Segment Start: DATASET RECORDS
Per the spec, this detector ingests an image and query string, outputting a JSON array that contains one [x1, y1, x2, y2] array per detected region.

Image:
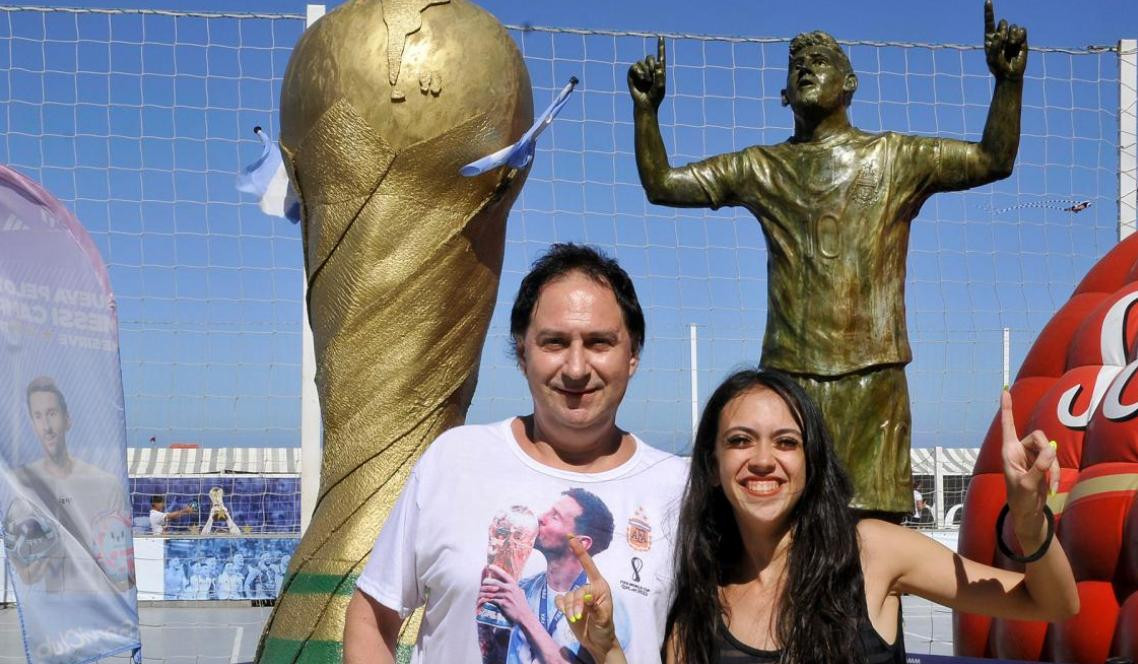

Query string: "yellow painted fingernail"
[[567, 615, 575, 623], [584, 593, 594, 601], [1049, 440, 1058, 449], [575, 612, 583, 621], [1003, 384, 1009, 391]]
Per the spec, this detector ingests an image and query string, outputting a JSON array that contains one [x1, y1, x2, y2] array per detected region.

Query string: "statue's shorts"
[[783, 364, 913, 515]]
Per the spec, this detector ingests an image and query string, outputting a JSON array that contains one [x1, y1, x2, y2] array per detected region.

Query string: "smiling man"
[[345, 243, 689, 664], [628, 1, 1028, 516]]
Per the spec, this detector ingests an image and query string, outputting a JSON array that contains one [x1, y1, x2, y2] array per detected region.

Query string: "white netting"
[[0, 6, 1132, 662], [0, 7, 307, 449], [0, 7, 1126, 456]]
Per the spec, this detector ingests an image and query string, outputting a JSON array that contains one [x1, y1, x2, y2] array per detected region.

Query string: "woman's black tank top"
[[714, 605, 906, 663]]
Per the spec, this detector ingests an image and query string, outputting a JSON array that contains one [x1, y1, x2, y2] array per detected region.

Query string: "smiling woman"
[[643, 368, 1079, 664]]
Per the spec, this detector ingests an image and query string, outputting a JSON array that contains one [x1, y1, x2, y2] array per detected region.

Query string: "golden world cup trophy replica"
[[255, 0, 533, 661], [475, 506, 538, 663]]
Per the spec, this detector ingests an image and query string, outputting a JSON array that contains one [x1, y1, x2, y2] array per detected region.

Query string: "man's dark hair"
[[151, 495, 165, 508], [509, 243, 645, 357], [26, 376, 68, 417], [563, 487, 614, 556]]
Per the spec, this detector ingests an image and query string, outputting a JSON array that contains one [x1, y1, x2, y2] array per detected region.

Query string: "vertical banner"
[[0, 166, 142, 663]]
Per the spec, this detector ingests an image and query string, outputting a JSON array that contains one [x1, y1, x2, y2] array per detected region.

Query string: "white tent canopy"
[[126, 447, 301, 476], [125, 446, 978, 477], [910, 447, 980, 476]]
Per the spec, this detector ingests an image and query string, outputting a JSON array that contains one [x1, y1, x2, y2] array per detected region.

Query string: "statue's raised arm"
[[629, 37, 710, 206], [969, 0, 1028, 183]]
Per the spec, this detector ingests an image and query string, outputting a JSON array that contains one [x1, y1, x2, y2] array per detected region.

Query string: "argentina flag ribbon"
[[460, 76, 580, 177]]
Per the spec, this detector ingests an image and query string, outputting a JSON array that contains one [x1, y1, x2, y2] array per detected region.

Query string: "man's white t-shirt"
[[356, 419, 689, 664], [149, 508, 167, 534]]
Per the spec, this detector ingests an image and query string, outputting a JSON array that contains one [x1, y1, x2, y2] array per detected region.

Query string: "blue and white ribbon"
[[236, 127, 301, 223], [460, 76, 579, 177]]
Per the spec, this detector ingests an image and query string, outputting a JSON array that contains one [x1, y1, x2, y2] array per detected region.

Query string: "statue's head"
[[781, 31, 858, 115]]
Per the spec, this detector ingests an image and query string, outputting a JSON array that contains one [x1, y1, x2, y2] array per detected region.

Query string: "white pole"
[[1002, 327, 1010, 388], [934, 446, 945, 529], [689, 324, 699, 444], [299, 4, 326, 535], [1121, 39, 1137, 240], [305, 4, 326, 28]]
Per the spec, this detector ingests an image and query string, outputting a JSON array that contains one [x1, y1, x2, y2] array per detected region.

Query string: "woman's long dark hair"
[[664, 368, 866, 664]]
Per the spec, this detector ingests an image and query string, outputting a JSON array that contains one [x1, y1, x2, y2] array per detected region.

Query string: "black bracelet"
[[994, 503, 1055, 564]]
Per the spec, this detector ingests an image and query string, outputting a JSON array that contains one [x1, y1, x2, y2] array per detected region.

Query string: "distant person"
[[149, 494, 195, 534], [3, 376, 133, 592], [905, 490, 936, 527], [230, 551, 247, 579], [164, 556, 189, 600], [186, 556, 217, 600], [201, 505, 241, 534], [274, 552, 292, 594], [217, 561, 245, 600], [245, 551, 279, 600]]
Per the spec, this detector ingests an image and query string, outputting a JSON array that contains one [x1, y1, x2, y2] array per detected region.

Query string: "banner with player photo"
[[0, 166, 141, 664], [163, 537, 298, 600]]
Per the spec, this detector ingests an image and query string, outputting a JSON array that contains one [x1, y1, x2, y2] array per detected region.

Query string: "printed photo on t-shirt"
[[474, 487, 618, 664]]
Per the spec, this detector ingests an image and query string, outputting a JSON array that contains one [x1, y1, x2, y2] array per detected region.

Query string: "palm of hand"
[[1002, 441, 1044, 515], [999, 389, 1056, 519]]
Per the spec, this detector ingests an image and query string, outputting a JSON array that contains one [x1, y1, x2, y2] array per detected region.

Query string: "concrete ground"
[[0, 603, 273, 664], [1, 596, 954, 663]]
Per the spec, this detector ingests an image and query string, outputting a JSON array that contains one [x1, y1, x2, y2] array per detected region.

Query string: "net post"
[[689, 323, 698, 444], [934, 446, 946, 529], [1121, 39, 1137, 240]]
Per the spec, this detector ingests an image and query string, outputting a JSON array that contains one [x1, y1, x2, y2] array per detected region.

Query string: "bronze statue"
[[256, 0, 533, 660], [629, 0, 1027, 514]]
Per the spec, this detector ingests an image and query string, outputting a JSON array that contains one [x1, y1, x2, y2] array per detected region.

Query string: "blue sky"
[[22, 0, 1138, 48], [1, 1, 1134, 451]]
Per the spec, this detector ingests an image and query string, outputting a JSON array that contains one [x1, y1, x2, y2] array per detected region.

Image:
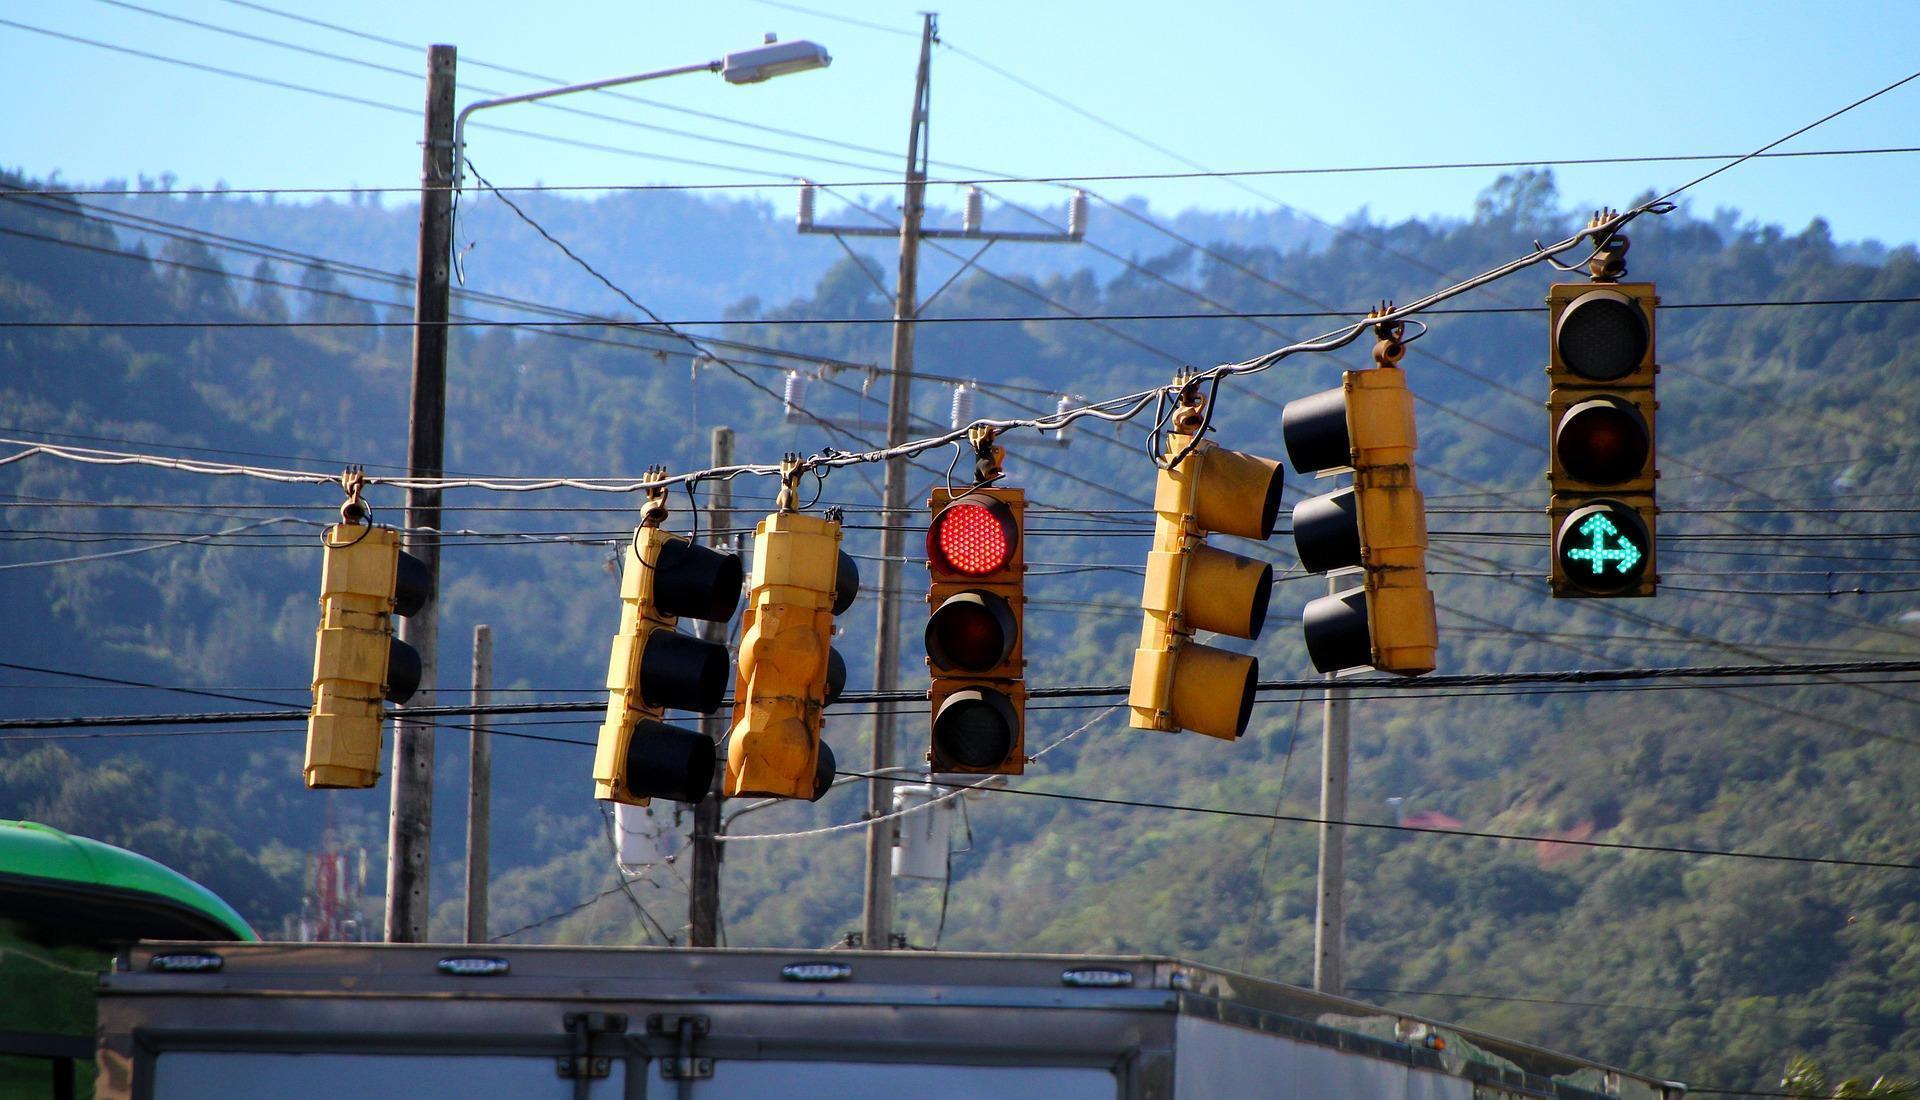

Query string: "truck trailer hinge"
[[648, 1013, 713, 1080], [557, 1011, 626, 1080]]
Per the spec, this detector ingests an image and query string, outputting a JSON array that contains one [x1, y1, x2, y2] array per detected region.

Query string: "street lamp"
[[451, 35, 831, 187]]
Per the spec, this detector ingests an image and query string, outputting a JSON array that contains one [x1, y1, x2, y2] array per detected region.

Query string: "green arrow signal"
[[1567, 512, 1643, 575]]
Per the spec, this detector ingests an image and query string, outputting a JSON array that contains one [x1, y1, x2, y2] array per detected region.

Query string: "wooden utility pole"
[[793, 13, 1081, 949], [464, 624, 491, 944], [690, 427, 733, 947], [387, 43, 456, 944], [1313, 577, 1350, 995], [855, 12, 935, 953]]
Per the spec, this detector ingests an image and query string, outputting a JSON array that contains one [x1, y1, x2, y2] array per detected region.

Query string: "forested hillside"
[[4, 167, 1920, 1096]]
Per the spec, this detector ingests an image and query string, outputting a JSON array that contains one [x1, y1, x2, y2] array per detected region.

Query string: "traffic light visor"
[[1557, 397, 1650, 485], [639, 629, 730, 713], [1169, 643, 1257, 740], [928, 495, 1019, 576], [927, 590, 1019, 671], [652, 538, 744, 623], [1555, 290, 1649, 381], [1192, 446, 1286, 541], [393, 548, 432, 618], [931, 688, 1018, 769], [624, 718, 716, 803]]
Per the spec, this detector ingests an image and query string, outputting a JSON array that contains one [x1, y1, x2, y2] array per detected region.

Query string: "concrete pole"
[[463, 624, 491, 944], [860, 12, 934, 953], [387, 43, 456, 944], [690, 427, 733, 947]]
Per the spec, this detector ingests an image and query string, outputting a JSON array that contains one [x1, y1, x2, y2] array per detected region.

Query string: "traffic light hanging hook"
[[1371, 303, 1406, 369], [775, 453, 807, 514], [337, 466, 372, 528], [638, 464, 671, 529], [968, 425, 1005, 483]]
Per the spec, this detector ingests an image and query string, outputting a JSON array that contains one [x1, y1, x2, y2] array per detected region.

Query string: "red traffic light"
[[1556, 397, 1650, 485], [928, 495, 1019, 576], [927, 591, 1018, 672]]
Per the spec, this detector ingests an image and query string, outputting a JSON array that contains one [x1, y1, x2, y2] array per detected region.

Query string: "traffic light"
[[1282, 321, 1437, 675], [1548, 278, 1658, 597], [725, 475, 859, 801], [925, 484, 1026, 773], [593, 500, 744, 806], [305, 520, 431, 789], [1128, 386, 1285, 740]]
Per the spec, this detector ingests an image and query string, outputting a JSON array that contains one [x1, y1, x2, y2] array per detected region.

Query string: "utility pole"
[[464, 624, 491, 944], [387, 43, 456, 944], [796, 13, 1081, 952], [690, 427, 733, 947], [1313, 577, 1349, 995], [854, 11, 935, 954]]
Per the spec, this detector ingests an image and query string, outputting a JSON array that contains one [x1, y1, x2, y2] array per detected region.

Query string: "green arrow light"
[[1567, 512, 1643, 575]]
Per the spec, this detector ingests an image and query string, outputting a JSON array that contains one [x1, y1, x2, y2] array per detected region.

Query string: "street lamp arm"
[[448, 39, 828, 190], [452, 59, 721, 186]]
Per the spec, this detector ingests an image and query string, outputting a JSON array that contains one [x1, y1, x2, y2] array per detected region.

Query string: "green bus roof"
[[0, 820, 256, 943]]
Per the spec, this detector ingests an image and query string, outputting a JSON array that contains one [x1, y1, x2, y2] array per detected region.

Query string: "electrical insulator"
[[963, 186, 984, 234], [1053, 393, 1074, 447], [950, 383, 975, 430], [796, 181, 816, 231], [1067, 190, 1088, 239], [783, 370, 809, 423]]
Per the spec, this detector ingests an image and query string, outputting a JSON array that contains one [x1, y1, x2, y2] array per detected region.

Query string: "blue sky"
[[4, 0, 1918, 245]]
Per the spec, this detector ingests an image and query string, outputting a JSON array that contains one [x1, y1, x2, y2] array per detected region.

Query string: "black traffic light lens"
[[926, 591, 1018, 672], [652, 538, 744, 622], [931, 689, 1017, 769], [928, 495, 1019, 576], [624, 718, 715, 804], [1555, 501, 1652, 595], [1556, 293, 1648, 381], [1557, 398, 1650, 485], [639, 629, 730, 713]]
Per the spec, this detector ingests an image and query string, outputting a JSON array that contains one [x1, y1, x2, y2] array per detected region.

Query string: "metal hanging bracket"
[[775, 453, 806, 514], [338, 467, 370, 526], [1371, 302, 1406, 369], [1171, 372, 1207, 435], [1586, 208, 1630, 282], [967, 425, 1004, 482], [639, 465, 671, 529]]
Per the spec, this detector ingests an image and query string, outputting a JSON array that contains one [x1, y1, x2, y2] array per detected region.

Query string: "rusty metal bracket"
[[648, 1013, 713, 1080], [556, 1011, 626, 1081]]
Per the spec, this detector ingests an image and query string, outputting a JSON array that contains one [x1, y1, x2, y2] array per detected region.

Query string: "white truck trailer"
[[94, 942, 1684, 1099]]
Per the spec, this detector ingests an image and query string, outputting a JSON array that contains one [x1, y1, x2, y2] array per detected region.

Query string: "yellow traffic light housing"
[[726, 460, 860, 801], [1548, 274, 1658, 597], [305, 519, 431, 789], [1283, 321, 1438, 675], [595, 475, 744, 806], [926, 456, 1027, 773], [1128, 385, 1284, 740]]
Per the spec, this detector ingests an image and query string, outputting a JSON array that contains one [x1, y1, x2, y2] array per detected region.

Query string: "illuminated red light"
[[931, 499, 1015, 575]]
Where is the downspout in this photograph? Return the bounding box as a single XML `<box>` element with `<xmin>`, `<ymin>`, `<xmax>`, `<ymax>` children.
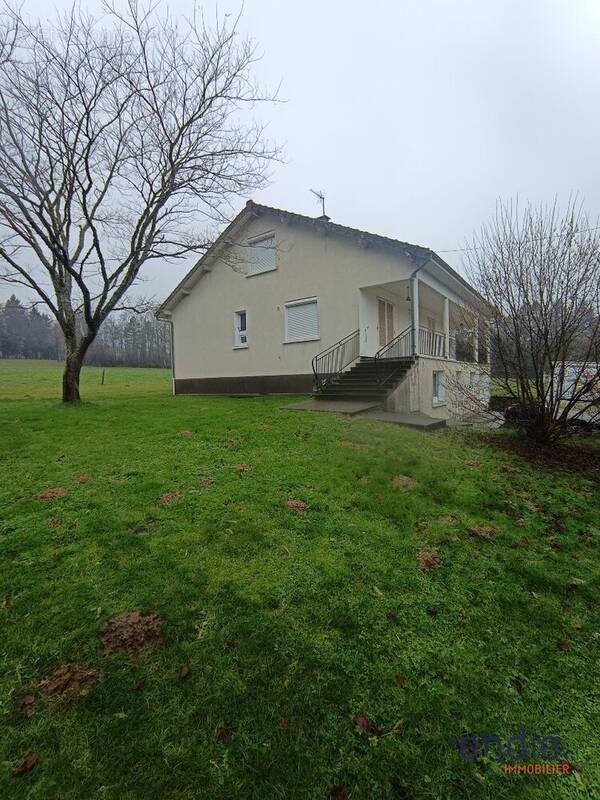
<box><xmin>168</xmin><ymin>318</ymin><xmax>176</xmax><ymax>396</ymax></box>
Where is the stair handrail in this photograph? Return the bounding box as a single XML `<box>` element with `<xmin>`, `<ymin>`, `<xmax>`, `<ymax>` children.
<box><xmin>312</xmin><ymin>329</ymin><xmax>360</xmax><ymax>391</ymax></box>
<box><xmin>374</xmin><ymin>326</ymin><xmax>413</xmax><ymax>385</ymax></box>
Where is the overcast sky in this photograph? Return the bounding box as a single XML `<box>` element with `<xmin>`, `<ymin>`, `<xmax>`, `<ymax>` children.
<box><xmin>3</xmin><ymin>0</ymin><xmax>600</xmax><ymax>304</ymax></box>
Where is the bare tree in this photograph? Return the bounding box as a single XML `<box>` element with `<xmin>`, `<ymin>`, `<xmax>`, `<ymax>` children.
<box><xmin>0</xmin><ymin>1</ymin><xmax>278</xmax><ymax>401</ymax></box>
<box><xmin>465</xmin><ymin>199</ymin><xmax>600</xmax><ymax>442</ymax></box>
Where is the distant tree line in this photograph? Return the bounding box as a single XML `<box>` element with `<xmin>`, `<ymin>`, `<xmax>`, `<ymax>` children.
<box><xmin>0</xmin><ymin>295</ymin><xmax>170</xmax><ymax>368</ymax></box>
Segment End: DATASET RECORDS
WHAT TO PRODUCE:
All lines from the one holding "Where is the downspout" through the last line of the records need to be copied exactly, both ends included, and the pictures left behind.

ANSWER TO THIS EXERCISE:
Where is the downspout in this photograph? Return the bounding box as a single XML `<box>` element with `<xmin>`, `<ymin>`, `<xmax>`, `<ymax>` children.
<box><xmin>168</xmin><ymin>318</ymin><xmax>176</xmax><ymax>396</ymax></box>
Where is the stair handrail in this photograph? Return the bounding box as a single XML `<box>` element with `<xmin>`, `<ymin>`, `<xmax>`, `<ymax>` children.
<box><xmin>312</xmin><ymin>329</ymin><xmax>360</xmax><ymax>391</ymax></box>
<box><xmin>374</xmin><ymin>326</ymin><xmax>413</xmax><ymax>385</ymax></box>
Where is the overcast sky in this photograph? Return the bounding box as a single XML `<box>` element with `<xmin>`, `<ymin>`, `<xmax>`, `<ymax>` children.
<box><xmin>3</xmin><ymin>0</ymin><xmax>600</xmax><ymax>304</ymax></box>
Where is the bare tree in this photograph? Return the bounding box as a single XML `<box>` element with `<xmin>`, `<ymin>`, `<xmax>`, `<ymax>` children.
<box><xmin>0</xmin><ymin>1</ymin><xmax>278</xmax><ymax>401</ymax></box>
<box><xmin>465</xmin><ymin>199</ymin><xmax>600</xmax><ymax>442</ymax></box>
Where is the distant tree line in this photograph? Return the bounding box as a single XML `<box>` element with `<xmin>`, `<ymin>`, `<xmax>`, `<ymax>` children.
<box><xmin>0</xmin><ymin>295</ymin><xmax>170</xmax><ymax>368</ymax></box>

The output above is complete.